== EXERCISE PASSAGE ==
____________________

Melbourne, May 27 : Obesity research has gained a new momentum with scientists claiming that eating habits in locusts may hold the key to why humans binge on food and get fatter.
A leading animal behaviour expert suggests that locusts keep on eating till the time they consume enough protein indicating that humans might be doing the same, which in turn make them prone to gaining weight.
Professor Stephen Simpson, a biological scientist at the University of Sydney has said that with the food increasingly becoming rich in fat and carbohydrate, it leads to an increase in the amount of food needed to get a protein "fix."
While nutritionists behind the popular high-protein Total Wellbeing Diet support the theory, other dieticians say the hypothesis is true in animals only.
"If you feed locusts a low-protein, high-carbohydrate diet they will gorge themselves until they reach their 'protein target'. So they over-eat carbohydrate and fat in an effort to get enough protein," Theage.com.au quoted Simpson, as saying.
He also said that the same might hold true for those eating more fat and carbohydrates and less protein than ever with highly refined foods venturing into the market.
"This research suggests that we should be focusing more on our intake of protein and that humans may also have a protein target that, once achieved, will lead to feelings of fullness," he said.
He claimed that he was not supporting the dangerous high-protein, high-fat Atkins-style diets, but one that includes around 20 per cent of total kilojoule intake from protein. He also made it a point to include a drop in high-fat and refined carbohydrate foods to the diet.

____________________

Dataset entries
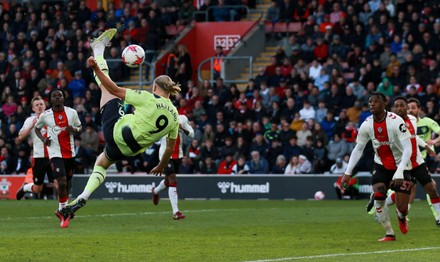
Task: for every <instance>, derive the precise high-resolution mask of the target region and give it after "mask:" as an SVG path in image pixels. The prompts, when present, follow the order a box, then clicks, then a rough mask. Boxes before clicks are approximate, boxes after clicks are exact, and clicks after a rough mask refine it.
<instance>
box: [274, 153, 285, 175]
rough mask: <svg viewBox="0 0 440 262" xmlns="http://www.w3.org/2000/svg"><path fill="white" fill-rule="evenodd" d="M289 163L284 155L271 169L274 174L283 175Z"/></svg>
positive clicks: (275, 160) (278, 160)
mask: <svg viewBox="0 0 440 262" xmlns="http://www.w3.org/2000/svg"><path fill="white" fill-rule="evenodd" d="M286 165H287V161H286V158H285V157H284V156H283V155H278V156H277V157H276V160H275V165H274V166H273V167H272V169H271V173H272V174H276V175H281V174H284V173H285V172H286Z"/></svg>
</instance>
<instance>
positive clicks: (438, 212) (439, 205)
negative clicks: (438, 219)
mask: <svg viewBox="0 0 440 262" xmlns="http://www.w3.org/2000/svg"><path fill="white" fill-rule="evenodd" d="M432 206H433V207H434V208H435V211H437V218H436V219H440V203H436V204H432Z"/></svg>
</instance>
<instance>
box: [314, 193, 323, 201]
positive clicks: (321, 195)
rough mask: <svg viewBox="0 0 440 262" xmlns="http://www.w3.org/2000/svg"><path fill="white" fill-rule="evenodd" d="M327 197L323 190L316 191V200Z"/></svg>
mask: <svg viewBox="0 0 440 262" xmlns="http://www.w3.org/2000/svg"><path fill="white" fill-rule="evenodd" d="M324 198H325V195H324V192H322V191H317V192H316V193H315V199H316V200H323V199H324Z"/></svg>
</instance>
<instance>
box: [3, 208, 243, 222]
mask: <svg viewBox="0 0 440 262" xmlns="http://www.w3.org/2000/svg"><path fill="white" fill-rule="evenodd" d="M242 210H243V208H237V209H201V210H184V212H185V213H206V212H217V211H242ZM168 213H170V211H162V212H138V213H113V214H96V215H78V217H120V216H138V215H158V214H168ZM53 217H54V216H35V217H0V221H3V220H17V219H26V220H27V219H38V220H39V219H49V218H53Z"/></svg>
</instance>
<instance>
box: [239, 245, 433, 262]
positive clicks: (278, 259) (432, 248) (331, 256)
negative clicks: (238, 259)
mask: <svg viewBox="0 0 440 262" xmlns="http://www.w3.org/2000/svg"><path fill="white" fill-rule="evenodd" d="M432 249H440V247H421V248H412V249H395V250H382V251H371V252H357V253H340V254H324V255H316V256H302V257H284V258H273V259H263V260H249V261H245V262H274V261H288V260H300V259H314V258H326V257H343V256H358V255H371V254H386V253H400V252H416V251H424V250H432Z"/></svg>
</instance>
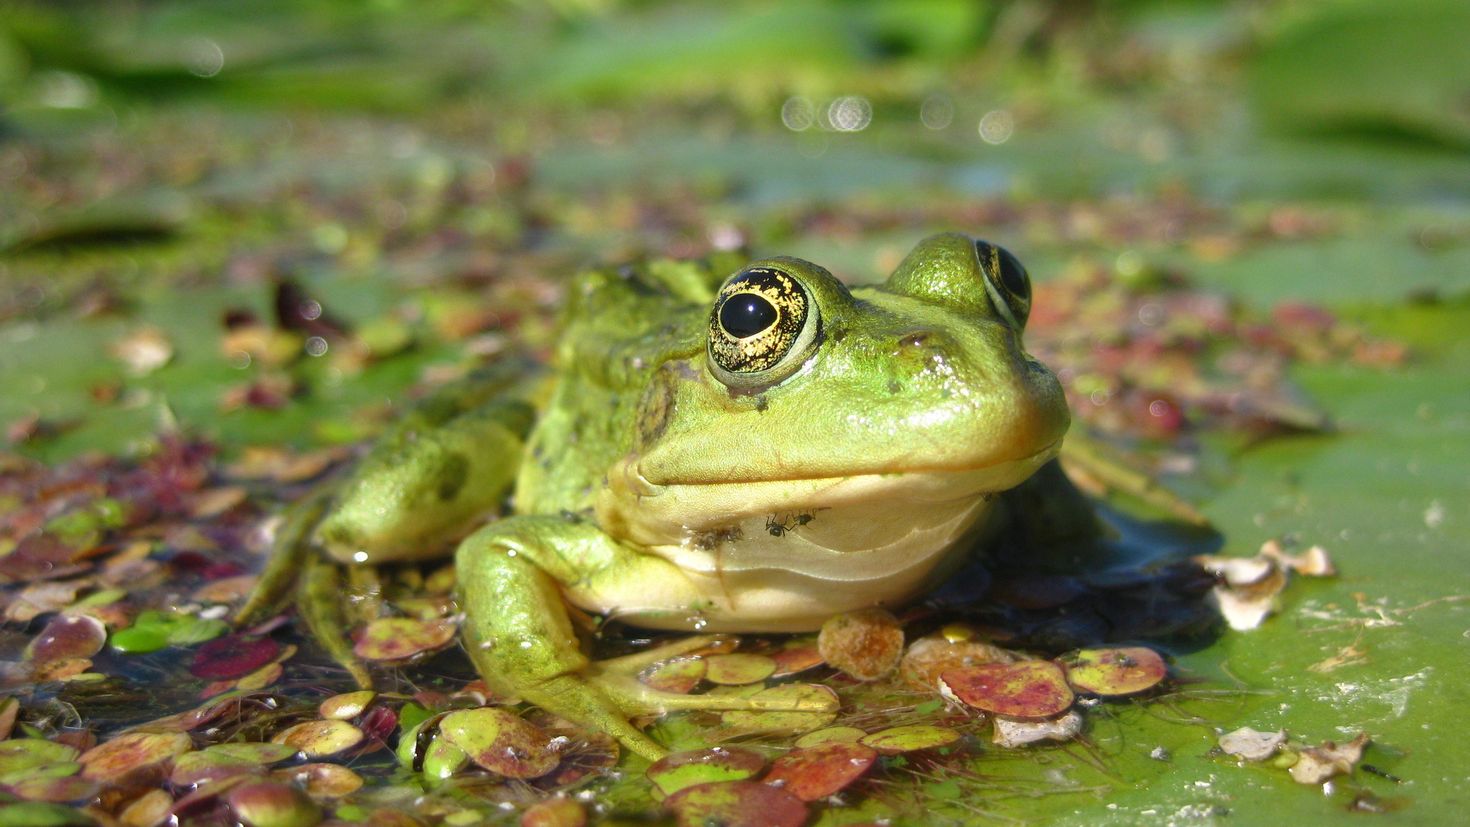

____________________

== TO DO ==
Answer these questions about the locust eating habits article.
(a) At which university is Stephen Simpson a biological scientist?
(b) What do locusts fed a low-protein, high-carbohydrate diet keep doing until they reach their "protein target"?
(c) About what share of total kilojoule intake does Simpson say should come from protein?
Answer from the text only.

== RESULT OF THIS EXERCISE ==
(a) The University of Sydney.
(b) They gorge themselves, over-eating carbohydrate and fat to get enough protein.
(c) Around 20 per cent.